◆ EXERCISE OBJECTIVE: In the forum post on male infertility, how much money must be saved for one cycle of IVF with ICSI and surgical sperm extraction? Please answer in a few words.

◆ PAGE EXTRACT:

DH did 3 SA's. 3rd one was centrifuged and they found 2 to 5 sperm total in the sample, after spinning it. His blood tests show all genetics and hormones normal, except FSH is elevated (so his urologist thinks it's unexplained non-obstructive azoospermia). He had one ultrasound, which shows a scrotal hernia but doc doesn't want him to repair this now, as hernia repairs have shown to worsen infertility. I asked his urologist about clomid, to up his sperm count, and he said it may raise sperm count, but not enough for natural pregnancy. IVF with ICSI and surgical sperm extraction is our only option. Our insurance covers infertility, but excludes IVF so now we have to save 15k for one cycle of IVF + ICSI + surgical sperm extraction. Thinking about getting a personal loan so we can start right away, but before I do that I want to get a 2nd opinion from another urologist. I believe an obstruction (from scarring) could still be a possibility. This is because my husband has one undescended testicle, and I believe the multiple surgeries they did on it as a child could have caused an obstruction. I asked his urologist to order an internal ultrasound/imaging today. Hopefully this will tell us more. Please keep me updated on how it's going for you! I'm hopeful that your DH just has an obstruction and it can be fixed easily. Good luck in January!

◆ RAW DATA:
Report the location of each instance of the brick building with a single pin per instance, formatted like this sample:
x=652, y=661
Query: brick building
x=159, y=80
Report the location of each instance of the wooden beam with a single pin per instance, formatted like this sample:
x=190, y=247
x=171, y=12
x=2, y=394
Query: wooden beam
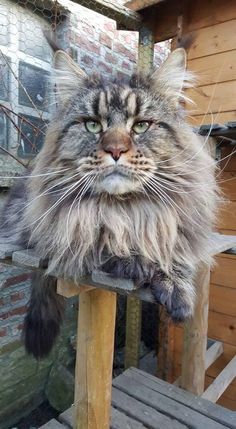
x=195, y=337
x=212, y=354
x=126, y=18
x=94, y=359
x=220, y=384
x=140, y=4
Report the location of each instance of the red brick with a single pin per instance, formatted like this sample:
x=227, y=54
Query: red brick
x=86, y=59
x=105, y=40
x=3, y=332
x=104, y=67
x=110, y=26
x=17, y=296
x=126, y=65
x=88, y=45
x=121, y=49
x=110, y=58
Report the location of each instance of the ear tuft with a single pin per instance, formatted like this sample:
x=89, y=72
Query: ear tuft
x=69, y=77
x=171, y=79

◆ ANSWER TO THE PROBLEM: 15k.